Tasks and exercises:
A - In the 2177 GT history, who owned the Lausanne dealership Italauto SA?
B - List every person the 2177 GT history names as an owner of 2177 GT.
C - Carry on the 2177 GT history from the point where it stops.

2177 GT was an unusual steel bodied Competizione model. In that respect, it shares characteristics with 1993 GT and 1995 GT, which were the first two Short Wheelbases to be exported to the UK for British distributor Maranello Concessionaires. The engine therefore featured the high-lift Tipo 130 camshafts, lightweight con-rods and a 9. 4:1 compression ratio, while its Weber 40 DCL carburettors had 32mm chokes. The car was also fitted with stiffer springs front and rear, the Competizione ribbed gearbox, a competition exhaust and brackets to accept a quick-lift jack. The window surrounds are in alloy and every conceivable comp feature was originally specified.
The rear axle ratio of 8/ 32 was well-suited to hillclimb use, and 2177 GT was delivered new on 29 October 1960 to its first owner – a Mr Zimmerman in Switzerland. The supplying dealership was Italauto SA, which was based in Lausanne and was owned by Emmanuel ‘Toulo’ de Graffenried – a former racing driver who won the 1949 British Grand Prix. It’s said that the Swiss hillclimb fraternity preferred the steel body because it was stiffer, harder-wearing and easier to repair than aluminium.
Zimmerman kept 2177 GT until 1962, when he sold it to Armand Boller. Geneva-based Boller was a banker and gentleman racer, and entered the Short Wheelbase for the famous Ollon-Villars hillclimb on 25 August. The event was a round of that year’s European Mountain Championship and attracted a strong field, and Boller finished an impressive fifth in class.
In early 1963, Boller acquired a 250 GTO and would go on to race his latest Ferrari under the banner of Scuderia Filipinetti. Georges Filipinetti was a key figure on the European Ferrari scene at that time, and his competition cars were driven by the likes of Herbert Müller and future Formula 1 star Jo Siffert. Boller was part of that tight-knit group and it’s thought that Siffert might have had at least one outing in 2177 GT in a Swiss event, but so far it has not been possible to prove this theory, he is however mentioned in the Ferrari service sheet.
After Boller bought the GTO, his Short Wheelbase was sold to another Swiss racing driver – Walter Ringgenberg. A Ferrari enthusiast who had previously owned an alloy-bodied 250 GT Short Wheelbase Competizione (1771 GT) as well as a 250 GT ‘Tour de France’, Ringgenberg was a hotelier and restaurateur from Bern. A personal friend of Ferry Porsche, he had raced a 356 during 1953 and ’54 before moving up to a Porsche 550 for 1955. On 18 March that year, he and works driver Richard von Frankenberg used the new car to set six international 1500cc class records at Montlhéry near Paris, and in June Ringgenberg shared it at Le Mans with Hans-Jörg Gilomen.

Records provided:

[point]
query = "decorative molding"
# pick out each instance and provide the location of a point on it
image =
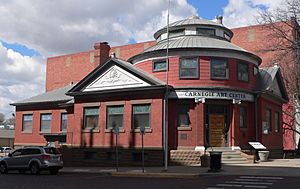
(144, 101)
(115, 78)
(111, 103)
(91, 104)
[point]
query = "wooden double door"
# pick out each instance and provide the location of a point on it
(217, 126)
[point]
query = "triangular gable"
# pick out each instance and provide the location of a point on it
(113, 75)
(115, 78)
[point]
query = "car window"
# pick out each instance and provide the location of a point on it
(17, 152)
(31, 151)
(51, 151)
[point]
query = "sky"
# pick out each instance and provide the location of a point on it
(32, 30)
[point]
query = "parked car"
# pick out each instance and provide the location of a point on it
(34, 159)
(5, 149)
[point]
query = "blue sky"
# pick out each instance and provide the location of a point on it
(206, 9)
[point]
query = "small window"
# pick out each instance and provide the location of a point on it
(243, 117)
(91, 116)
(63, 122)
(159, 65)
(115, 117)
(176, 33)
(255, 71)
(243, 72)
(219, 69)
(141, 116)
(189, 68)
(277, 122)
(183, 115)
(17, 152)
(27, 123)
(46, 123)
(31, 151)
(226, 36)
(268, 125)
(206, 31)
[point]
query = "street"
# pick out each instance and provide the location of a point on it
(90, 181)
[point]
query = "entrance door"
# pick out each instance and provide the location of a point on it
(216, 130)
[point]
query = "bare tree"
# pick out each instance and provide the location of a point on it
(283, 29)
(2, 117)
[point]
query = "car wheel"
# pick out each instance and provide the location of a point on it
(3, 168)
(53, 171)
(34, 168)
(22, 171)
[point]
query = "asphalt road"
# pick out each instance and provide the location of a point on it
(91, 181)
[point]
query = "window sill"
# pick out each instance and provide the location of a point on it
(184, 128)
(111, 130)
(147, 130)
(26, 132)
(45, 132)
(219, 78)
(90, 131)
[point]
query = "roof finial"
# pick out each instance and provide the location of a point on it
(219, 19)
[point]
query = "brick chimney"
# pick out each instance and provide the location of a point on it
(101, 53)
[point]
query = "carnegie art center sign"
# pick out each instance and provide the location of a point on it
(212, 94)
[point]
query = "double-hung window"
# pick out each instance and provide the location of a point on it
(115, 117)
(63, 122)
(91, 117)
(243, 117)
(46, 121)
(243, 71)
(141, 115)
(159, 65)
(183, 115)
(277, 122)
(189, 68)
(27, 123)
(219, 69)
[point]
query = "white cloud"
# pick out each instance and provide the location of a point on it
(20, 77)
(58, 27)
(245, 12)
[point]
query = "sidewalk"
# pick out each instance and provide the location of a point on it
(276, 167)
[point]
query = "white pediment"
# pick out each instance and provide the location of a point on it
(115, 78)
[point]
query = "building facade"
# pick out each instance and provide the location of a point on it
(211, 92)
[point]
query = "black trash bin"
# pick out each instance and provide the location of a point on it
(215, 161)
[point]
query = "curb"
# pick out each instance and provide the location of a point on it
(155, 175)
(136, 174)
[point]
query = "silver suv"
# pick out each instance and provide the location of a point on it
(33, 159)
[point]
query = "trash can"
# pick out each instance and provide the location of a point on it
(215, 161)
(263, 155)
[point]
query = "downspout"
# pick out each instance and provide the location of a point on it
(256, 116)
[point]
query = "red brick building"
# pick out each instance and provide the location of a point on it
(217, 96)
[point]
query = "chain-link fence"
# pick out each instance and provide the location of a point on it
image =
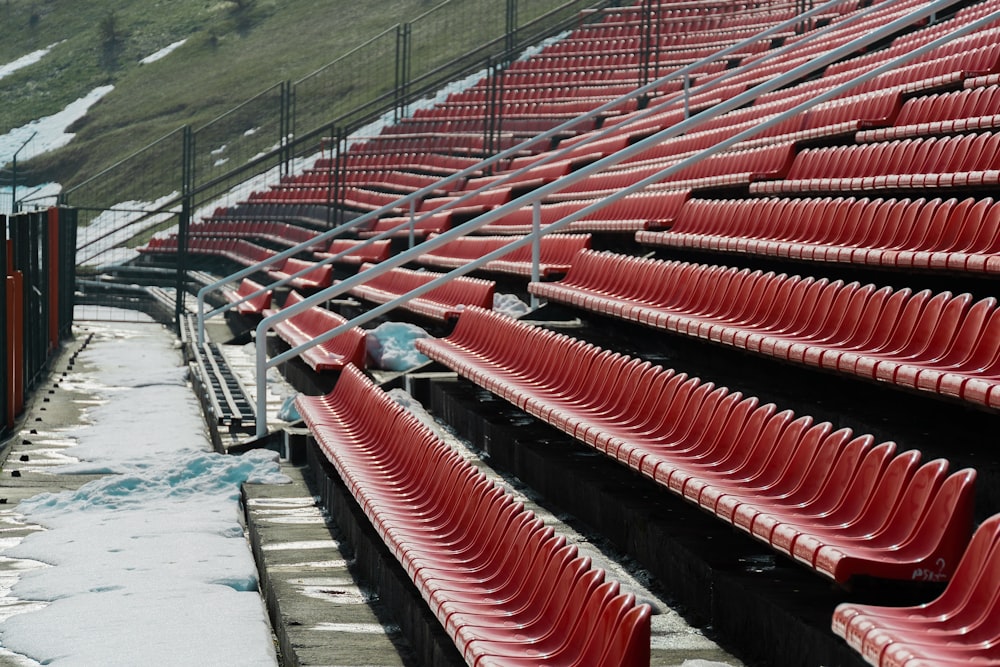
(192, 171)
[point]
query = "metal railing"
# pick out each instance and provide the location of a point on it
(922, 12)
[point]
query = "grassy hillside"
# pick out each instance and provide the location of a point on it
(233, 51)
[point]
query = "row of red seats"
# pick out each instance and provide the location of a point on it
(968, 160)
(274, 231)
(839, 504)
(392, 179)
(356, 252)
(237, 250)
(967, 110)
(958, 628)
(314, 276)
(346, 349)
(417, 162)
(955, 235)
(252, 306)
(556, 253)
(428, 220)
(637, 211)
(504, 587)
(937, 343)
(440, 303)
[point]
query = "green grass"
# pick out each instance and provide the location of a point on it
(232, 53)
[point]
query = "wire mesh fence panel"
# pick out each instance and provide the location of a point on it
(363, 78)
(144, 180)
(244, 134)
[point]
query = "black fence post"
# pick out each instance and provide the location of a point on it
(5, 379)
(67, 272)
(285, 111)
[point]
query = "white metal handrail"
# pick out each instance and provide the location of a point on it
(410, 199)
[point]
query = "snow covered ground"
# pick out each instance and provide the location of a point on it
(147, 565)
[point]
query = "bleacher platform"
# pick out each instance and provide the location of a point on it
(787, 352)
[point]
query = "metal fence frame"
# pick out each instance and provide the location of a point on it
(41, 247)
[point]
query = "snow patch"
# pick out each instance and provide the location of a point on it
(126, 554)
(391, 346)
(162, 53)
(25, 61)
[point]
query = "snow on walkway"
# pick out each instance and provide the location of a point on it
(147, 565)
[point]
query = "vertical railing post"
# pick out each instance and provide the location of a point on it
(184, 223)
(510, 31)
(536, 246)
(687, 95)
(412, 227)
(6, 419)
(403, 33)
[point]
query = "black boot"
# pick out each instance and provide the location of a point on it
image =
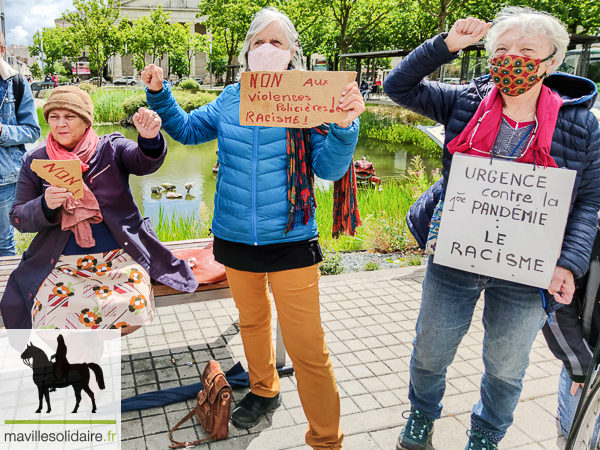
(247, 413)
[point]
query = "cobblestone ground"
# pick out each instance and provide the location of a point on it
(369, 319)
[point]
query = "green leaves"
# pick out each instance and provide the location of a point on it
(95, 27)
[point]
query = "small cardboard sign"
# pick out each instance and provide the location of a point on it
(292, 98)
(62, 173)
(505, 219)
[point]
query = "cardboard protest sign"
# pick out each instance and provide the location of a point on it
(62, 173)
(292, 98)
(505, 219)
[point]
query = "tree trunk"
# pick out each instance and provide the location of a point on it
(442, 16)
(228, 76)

Task-by-task answers:
A - Emmanuel 'Toulo' de Graffenried, a former racing driver who won the 1949 British Grand Prix.

B - Mr Zimmerman, Armand Boller, Walter Ringgenberg

C -
By the time he bought 2177 GT, Ringgenberg had mostly given up circuit racing preferring hillclimb events, and he entered 2177GT in three events during 1964. In May, he finished third in class at Mitholz-Kandersteg, and went one better at Sierre-Crans-Montana in August. That event was part of the International Championship for GT Manufacturers, in which the GTO was being pushed every inch of the way by the Shelby Cobra, and it therefore attracted a strong entry. Pierre Sudan won the 3-litre class in his GTO with a two-run aggregate time of 15 minutes 6. 8 seconds, but second was Ringgenberg, who posted 15 minutes 40. 4 seconds in 2177 GT. It was a superb result in such a high-profile hillclimb.
Ringgenberg ended his season with an appearance at Eigental, and in 1966 he sold the Short Wheelbase to a new owner in the US, racing driver, entrepreneur and car dealer Bob Grossman via the Swiss dealership owned by Paul Blancpain and Jo Siffert.
Having grown up in Philadelphia, Grossman settled in Nyack, New York after serving in World War Two. He was a talented singer who used to pay for singing lessons by buying and selling cars – something that soon became his main business.
He acquired a Jaguar dealership via Max Hoffman and got into racing with an XK 120 in Sports Car Club of America events. It was via Jaguar that he got to know Briggs Cunningham, and Grossman would race Lister-Jaguars as well as Lightweight E-types with the renowned American privateer.
He also established a close relationship with Luigi Chinetti and over the years would gain considerable experience with various Ferraris, from an alloy bodied 250 GT California Spyder which he raced to fifth place overall at Le Mans to Short Wheelbases and GTOs. In 1963, Grossman had been elected as president of the Road Racing Drivers Club, an elite group that included a number of the most highly skilled sports car drivers in the United States, and the following year he took a Ferrari GTO (5573 GT) to ninth place overall at Le Mans with team-mate Fernand Tavano.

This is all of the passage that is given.